Point localization data:
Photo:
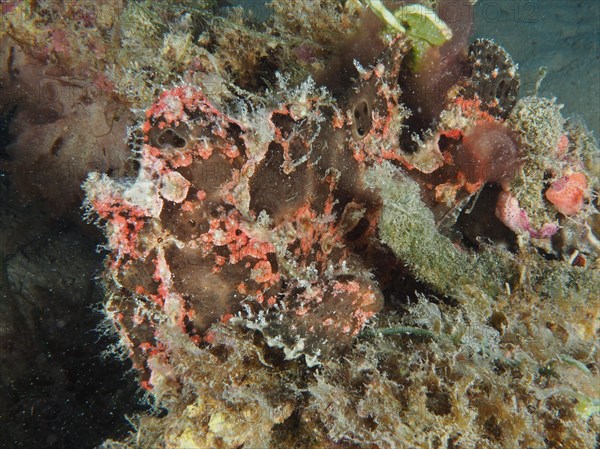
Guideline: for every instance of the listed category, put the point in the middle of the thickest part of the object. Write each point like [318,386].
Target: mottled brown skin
[490,153]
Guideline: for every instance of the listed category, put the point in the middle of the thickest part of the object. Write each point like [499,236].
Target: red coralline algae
[567,193]
[268,236]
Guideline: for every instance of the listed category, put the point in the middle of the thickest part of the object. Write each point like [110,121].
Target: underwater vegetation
[341,229]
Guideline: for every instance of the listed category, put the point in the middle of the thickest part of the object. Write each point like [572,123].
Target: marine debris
[328,247]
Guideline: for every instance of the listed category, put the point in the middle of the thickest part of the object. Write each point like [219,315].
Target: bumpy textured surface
[302,263]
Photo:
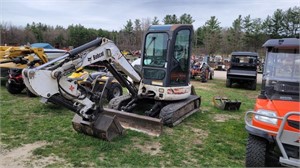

**PROBLEM DETAILS**:
Pictures stay out of this copy; write out the entries above exactly.

**ANSWER SECTION**:
Photo:
Guideline: for every instance of the listed category, put the point in the middle of the thickest part of the object. Write each point like [318,386].
Target: mottled brown skin
[490,153]
Guideline: for every instance of the listed category, put the point in the middle of the thickest part of the object. Write each point like [499,236].
Target: red coralline algae
[567,193]
[268,236]
Guideline: for every instance of the listed category, put the point in the middle of the thickest part of the object. Write each point like [110,121].
Target: underwater vegetation
[341,229]
Guideline: for every instance of the listed category, put the point in the middle of the thickest part of the object. Write each point like [572,123].
Target: marine debris
[328,247]
Guideline: for every instance of the listed category, put the point in the middle of the thickest part of the object. Write each point like [219,315].
Target: bumpy textured surface
[302,263]
Photo:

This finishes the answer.